Extend the passage on the EM algorithm below, starting after its final sentence.

**Reading passage**
►

2.1 Background: the EM algorithm

MLE of finite mixture distributions is usually carried out by means of the EM algorithm (Dempster et al. 1977; McLachlan and Krishnan 2008). Let \(f({\varvec{x}};\varvec{\theta })\) and \(\ell (\varvec{\theta })\) be the observed density and log-likelihood function respectively, with \(\varvec{\theta }\in \varvec{\Theta }\) a vector of parameters. Let \({\varvec{z}}\) be the missing data vector, and \({\varvec{v}}=({\varvec{x}}',{\varvec{z}}')'\) be the complete data, with density and complete log-likelihood denoted by \(g_c({\varvec{v}};\varvec{\theta })\) and \(\ell _c(\varvec{\theta })\) respectively. In a mixture setup, the missing data are the indicator variables of population membership, denoted by \(z_{ij}=\mathbbm {1}_{\{x_i\in P_j\}}\), where \(\mathbbm {1}_A\) is the indicator function of the set A and \(P_j\) is the j-th population. At the t-th iteration, the algorithm iterates two main steps.

E-step Compute the conditional expectation of \(\ell _c(\varvec{\theta })\), given the current value of \(\varvec{\theta }\) and the observed sample \({\varvec{x}}\):

$$\begin{aligned} Q(\varvec{\theta };\varvec{\theta }^{(t)}){\mathop {=}\limits ^{\text {def}}}\text {E}_{\varvec{\theta }^{(t)}}\{\ell _c(\varvec{\theta })|{\varvec{x}}\}. \end{aligned}$$
(3)

M-step Maximize, with respect to \(\varvec{\theta }\), the conditional expectation of \(\ell _c(\varvec{\theta })\) provided by the E-step:

$$\begin{aligned} \varvec{\theta }^{(t+1)}={{\,\mathrm{arg\,max}\,}}_{\varvec{\theta }} Q(\varvec{\theta };\varvec{\theta }^{(t)}). \end{aligned}$$
(4)

The procedure is then repeated, i.e. (3) and (4) are recomputed using \(\varvec{\theta }^{(t+1)}\) in place of \(\varvec{\theta }^{(t)}\) until some convergence criterion is met.

The EM algorithm monotonically increases the observed likelihood at each iteration; moreover, under regularity conditions (Wu 1983), it converges to a stationary point and the estimators are asymptotically efficient.

◄

Collection entries
►

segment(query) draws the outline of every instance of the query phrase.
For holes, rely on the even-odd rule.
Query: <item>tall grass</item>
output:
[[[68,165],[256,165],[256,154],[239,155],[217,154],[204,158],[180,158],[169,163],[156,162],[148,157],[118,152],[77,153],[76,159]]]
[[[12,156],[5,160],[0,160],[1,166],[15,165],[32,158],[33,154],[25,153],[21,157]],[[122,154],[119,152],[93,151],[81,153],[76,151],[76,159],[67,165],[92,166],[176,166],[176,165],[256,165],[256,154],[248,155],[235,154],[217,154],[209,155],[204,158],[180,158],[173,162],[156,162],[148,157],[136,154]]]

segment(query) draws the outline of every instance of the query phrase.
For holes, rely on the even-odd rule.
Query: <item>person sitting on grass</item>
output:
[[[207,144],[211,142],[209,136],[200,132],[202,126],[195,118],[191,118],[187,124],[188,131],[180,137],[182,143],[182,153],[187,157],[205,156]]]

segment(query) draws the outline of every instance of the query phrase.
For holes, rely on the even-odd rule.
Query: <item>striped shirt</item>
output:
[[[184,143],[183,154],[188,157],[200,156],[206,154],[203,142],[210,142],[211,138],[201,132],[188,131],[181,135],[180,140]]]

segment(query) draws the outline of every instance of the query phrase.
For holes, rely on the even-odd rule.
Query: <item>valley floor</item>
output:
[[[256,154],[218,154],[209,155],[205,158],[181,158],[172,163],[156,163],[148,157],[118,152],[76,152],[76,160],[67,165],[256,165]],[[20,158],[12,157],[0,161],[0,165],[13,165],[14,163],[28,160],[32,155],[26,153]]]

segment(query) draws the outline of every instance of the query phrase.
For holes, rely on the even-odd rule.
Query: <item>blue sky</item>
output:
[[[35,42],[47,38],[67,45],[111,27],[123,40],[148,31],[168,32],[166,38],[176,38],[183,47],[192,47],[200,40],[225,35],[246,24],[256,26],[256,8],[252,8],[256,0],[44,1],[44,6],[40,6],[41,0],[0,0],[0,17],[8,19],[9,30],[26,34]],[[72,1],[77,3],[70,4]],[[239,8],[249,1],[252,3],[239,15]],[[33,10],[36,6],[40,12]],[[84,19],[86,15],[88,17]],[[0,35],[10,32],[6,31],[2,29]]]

◄

**Result of the task**
The choice of starting values for the EM algorithm is a long-standing problem. Even in the most studied case, i.e. normal mixture estimation, there is no optimal technique (Biernacki et al. 2003; McLachlan and Krishnan 2008). As for our setup, in the known-threshold case there are “obvious” choices for all parameters: assuming that the observations are ordered in ascending order, let \(n_{logn}=\#\{x_i:x_i<x_{min}\}\) and \(n_{x_{min}}=n-n_{logn}\). Then we set

$$\begin{aligned} \pi ^{(0)}= & {} n_{logn}/n; \quad \mu ^{(0)}=\frac{1}{n_{logn}}\sum _{i=1}^{n_{logn}}\log (x_i); \\ \psi ^{(0)}= & {} \frac{1}{n_{logn}}\sum _{i=1}^{n_{logn}}\log (x_i)^2-(\mu ^{(0)})^2; \quad \alpha ^{(0)}=\frac{n_{x_{min}}}{\sum _{i=n_{logn}+1}^n \log (x_i/x_{min})}, \end{aligned}$$

where \(\psi {\mathop {=}\limits ^{\text {def}}}\sigma ^2\). It is readily seen that these initial values are the MLEs under the assumption of complete separation of the two populations. Clearly, this is in general not true, but in most cases yields a good approximation of the true values. Since the algorithm may converge to a global or local maximizer, or to a saddle point, in practice it is recommended to use different initializations and keep track of the maximized value of the likelihood function (McLachlan and Krishnan 2008, Chap. 3). In the present case, we know in advance that \(\mu ^{(0)}\le \mu \) and \(\psi ^{(0)}\le \psi \), with equality only for completely separated populations. Hence, in these two cases, different starting values are always computed using positive random perturbations.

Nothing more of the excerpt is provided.